Raw records:
** Begin **

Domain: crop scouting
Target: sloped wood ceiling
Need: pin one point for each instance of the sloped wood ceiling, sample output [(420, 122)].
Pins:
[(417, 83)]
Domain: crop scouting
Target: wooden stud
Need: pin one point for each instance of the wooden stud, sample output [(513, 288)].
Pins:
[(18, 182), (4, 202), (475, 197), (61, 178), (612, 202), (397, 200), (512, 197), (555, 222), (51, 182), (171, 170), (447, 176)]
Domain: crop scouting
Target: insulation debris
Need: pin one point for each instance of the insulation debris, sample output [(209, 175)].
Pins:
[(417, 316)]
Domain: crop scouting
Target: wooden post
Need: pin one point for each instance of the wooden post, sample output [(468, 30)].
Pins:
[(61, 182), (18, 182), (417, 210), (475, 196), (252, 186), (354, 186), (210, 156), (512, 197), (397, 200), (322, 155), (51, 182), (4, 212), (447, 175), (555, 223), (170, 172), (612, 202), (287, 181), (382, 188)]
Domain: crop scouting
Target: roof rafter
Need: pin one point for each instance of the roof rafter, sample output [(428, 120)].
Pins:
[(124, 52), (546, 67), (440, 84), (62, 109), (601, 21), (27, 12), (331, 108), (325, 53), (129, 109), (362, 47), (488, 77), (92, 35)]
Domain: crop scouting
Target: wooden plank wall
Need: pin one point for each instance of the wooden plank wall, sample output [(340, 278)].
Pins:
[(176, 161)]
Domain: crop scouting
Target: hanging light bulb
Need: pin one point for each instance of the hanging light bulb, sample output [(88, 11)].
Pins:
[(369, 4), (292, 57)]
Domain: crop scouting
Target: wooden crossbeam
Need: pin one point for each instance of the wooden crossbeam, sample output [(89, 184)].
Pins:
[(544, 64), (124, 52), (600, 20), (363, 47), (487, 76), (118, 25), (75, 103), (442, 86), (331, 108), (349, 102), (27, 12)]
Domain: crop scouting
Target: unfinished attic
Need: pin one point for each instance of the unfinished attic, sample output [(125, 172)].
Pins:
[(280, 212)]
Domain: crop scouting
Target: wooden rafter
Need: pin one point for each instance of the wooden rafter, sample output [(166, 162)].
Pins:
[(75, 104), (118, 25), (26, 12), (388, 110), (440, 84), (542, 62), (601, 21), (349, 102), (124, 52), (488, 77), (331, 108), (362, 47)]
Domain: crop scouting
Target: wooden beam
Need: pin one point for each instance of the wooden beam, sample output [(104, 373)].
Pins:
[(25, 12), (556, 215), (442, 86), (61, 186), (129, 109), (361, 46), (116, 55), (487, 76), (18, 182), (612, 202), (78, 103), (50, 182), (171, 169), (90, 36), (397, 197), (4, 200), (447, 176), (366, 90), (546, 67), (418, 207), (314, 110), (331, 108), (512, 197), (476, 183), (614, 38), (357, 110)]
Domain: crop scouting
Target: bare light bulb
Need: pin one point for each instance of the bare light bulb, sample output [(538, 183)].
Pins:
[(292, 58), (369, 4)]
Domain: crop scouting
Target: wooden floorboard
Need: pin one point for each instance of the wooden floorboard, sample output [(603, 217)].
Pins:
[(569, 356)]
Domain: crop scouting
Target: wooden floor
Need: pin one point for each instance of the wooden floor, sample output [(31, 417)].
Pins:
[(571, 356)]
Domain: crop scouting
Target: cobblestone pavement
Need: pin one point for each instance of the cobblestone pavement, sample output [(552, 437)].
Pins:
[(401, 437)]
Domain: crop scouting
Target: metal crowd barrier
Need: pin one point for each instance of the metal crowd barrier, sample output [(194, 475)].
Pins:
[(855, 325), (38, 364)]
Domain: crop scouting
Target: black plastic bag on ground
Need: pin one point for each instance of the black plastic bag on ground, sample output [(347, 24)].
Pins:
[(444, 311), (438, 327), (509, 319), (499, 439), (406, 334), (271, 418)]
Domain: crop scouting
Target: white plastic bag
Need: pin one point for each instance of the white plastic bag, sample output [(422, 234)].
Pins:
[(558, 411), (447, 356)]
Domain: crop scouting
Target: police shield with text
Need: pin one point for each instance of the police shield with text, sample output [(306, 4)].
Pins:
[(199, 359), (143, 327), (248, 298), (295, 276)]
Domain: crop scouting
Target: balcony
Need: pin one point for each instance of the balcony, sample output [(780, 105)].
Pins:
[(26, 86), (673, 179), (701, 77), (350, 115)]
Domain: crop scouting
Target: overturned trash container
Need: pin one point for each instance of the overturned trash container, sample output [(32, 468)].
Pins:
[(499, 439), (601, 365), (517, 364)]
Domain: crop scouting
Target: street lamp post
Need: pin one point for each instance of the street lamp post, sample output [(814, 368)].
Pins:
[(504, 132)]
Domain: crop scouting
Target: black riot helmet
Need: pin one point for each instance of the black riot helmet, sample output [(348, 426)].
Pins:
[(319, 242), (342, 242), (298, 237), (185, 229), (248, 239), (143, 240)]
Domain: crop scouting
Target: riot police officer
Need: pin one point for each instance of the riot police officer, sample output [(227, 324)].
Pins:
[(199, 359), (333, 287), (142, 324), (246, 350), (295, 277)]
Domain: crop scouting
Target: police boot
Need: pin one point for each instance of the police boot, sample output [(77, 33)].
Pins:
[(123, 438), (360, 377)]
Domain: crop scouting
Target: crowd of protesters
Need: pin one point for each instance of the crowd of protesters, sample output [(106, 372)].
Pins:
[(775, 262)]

** End **

Reproduce the entries above exactly.

__Exercise result__.
Domain: crop scouting
Target: sloped wood ceiling
Need: pin one point for each instance of the sloped wood ceiling, sample output [(420, 122)].
Pins:
[(417, 83)]
Domain: crop scouting
Target: wooden stud
Need: pin one point for each instance of the wooden stud, sample output [(513, 288)].
Pins:
[(18, 182), (4, 202), (475, 197), (61, 178), (612, 202), (397, 200), (512, 197), (555, 222), (51, 182), (171, 170), (447, 176)]
Domain: crop scouting
Target: insulation debris
Need: pin one point for each instance of the insulation debris, sample output [(209, 175)].
Pins:
[(417, 316)]
Domain: crop scouting
Target: wooden post
Need: pin one point for each instance of the wooden post, sample output [(468, 30)].
Pins:
[(61, 182), (18, 182), (417, 210), (475, 196), (252, 186), (354, 186), (210, 156), (512, 197), (397, 200), (322, 155), (51, 182), (4, 212), (447, 175), (555, 223), (170, 172), (612, 202), (287, 181), (382, 188)]
Domain: crop scouting
Target: roof rafter
Need: pin one point for each instance of the roof rafter, sample output [(428, 120)].
Pins:
[(124, 52), (546, 67), (440, 84), (62, 109), (601, 21), (27, 12), (331, 108), (325, 53), (129, 109), (362, 47), (488, 77), (92, 35)]
Domain: crop scouting
Target: wooden plank wall
Need: pin one point for each instance of the wooden plank wall, sample output [(340, 278)].
Pins:
[(176, 161)]
Domain: crop scouting
Target: hanging light bulb
Need: pin one point for each instance of the hanging light bulb, sample output [(88, 11)].
Pins:
[(369, 4), (292, 57)]
Domain: crop scouting
Target: wooden crossbeam
Need: pin one point for each instance of the wooden crossbeam, sample output [(89, 184)].
Pins:
[(544, 64), (124, 52), (600, 20), (363, 47), (487, 76), (118, 25), (75, 103), (442, 86), (331, 108), (349, 102), (27, 12)]
Domain: crop scouting
Target: unfinished attic
Need: pin one point for each instance of the unfinished attic, sample output [(125, 172)].
Pins:
[(280, 212)]
Domain: crop scouting
Target: wooden rafter
Need: pin one point for each instance of the wooden rafter, sample output [(166, 162)].
Pins:
[(75, 104), (118, 25), (26, 12), (388, 110), (440, 84), (542, 62), (601, 21), (349, 102), (124, 52), (488, 77), (331, 108), (362, 47)]
Domain: crop scouting
Target: wooden beam
Need: pin one point for each instance of the wooden beam, sample output [(104, 373)].
Pins:
[(25, 12), (556, 215), (442, 86), (61, 186), (129, 109), (361, 46), (116, 55), (487, 76), (18, 182), (612, 202), (78, 103), (50, 182), (171, 169), (90, 36), (397, 197), (4, 200), (447, 176), (366, 90), (546, 67), (418, 207), (314, 110), (331, 108), (512, 197), (476, 183), (614, 38), (357, 110)]
Domain: crop scouting
Target: bare light bulb
Need: pin one point for each instance of the bare light bulb, sample output [(538, 183)].
Pins:
[(292, 58), (369, 4)]
Domain: crop scouting
Target: wooden floorboard
Need: pin one point for each instance of the wooden floorboard, sample output [(603, 217)].
Pins:
[(569, 356)]
Domain: crop scouting
Target: wooden floor
Need: pin one point for each instance of the wooden floor, sample output [(31, 417)].
Pins:
[(571, 356)]
Domain: crop scouting
Target: cobblestone pavement
Need: pin one point for each instance of the cobblestone pavement, sample output [(552, 437)].
Pins:
[(401, 437)]
Domain: crop scouting
Target: metal crowd barrier
Need: pin one point for each instance of the metal crowd barrier, sample output [(194, 475)].
Pins:
[(855, 325), (38, 364)]
Domain: crop scouting
Target: black plastic bag on ground
Need: pin one point for each instance of the black plastic bag on ground, sample output [(347, 24)].
Pins:
[(444, 311), (438, 327), (509, 319), (499, 439), (406, 334), (271, 418)]
Domain: crop scouting
Target: white plastic bag
Need: pin one point for each instance of the white plastic bag, sample output [(422, 234)].
Pins:
[(558, 411), (447, 356)]
Domain: crop scouting
Target: police shield with text
Need: pin one point for each instance of the police shield with text, sample output [(306, 4)].
Pins:
[(199, 359), (143, 327), (248, 298), (295, 276)]
Domain: crop scouting
Target: balcony
Need: pin one point for each instance of the balcony, sample output [(780, 105)].
Pins:
[(26, 86), (673, 179), (701, 77), (350, 115)]
Domain: crop scouting
Target: overturned trash container
Need: pin one point for each instance of the overturned trash container, sample output [(32, 468)].
Pins:
[(499, 439), (601, 365), (517, 364)]
Domain: crop scouting
Target: street lamp post
Need: pin one point for each instance of the street lamp post, sample output [(814, 368)].
Pins:
[(504, 132)]
Domain: crop scouting
Target: black riot helmet
Need: pin one point for each instance of the black riot helmet, sample output [(348, 426)].
Pins:
[(319, 242), (342, 242), (298, 237), (185, 229), (248, 239), (143, 240)]
Domain: crop scouting
Target: riot police officer
Need: pin one point for each instance of the riot police officer, sample output [(227, 324)].
Pins:
[(199, 359), (333, 287), (142, 324), (246, 350), (295, 277)]
Domain: crop scouting
Target: police boot
Need: pin one point for each instance of the police boot, sample output [(77, 33)].
Pins:
[(123, 438), (360, 377)]
Domain: crop scouting
Target: crowd of protesters
Need: pin one point for each instance of the crowd of protesters, sample output [(106, 372)].
Pins:
[(775, 262)]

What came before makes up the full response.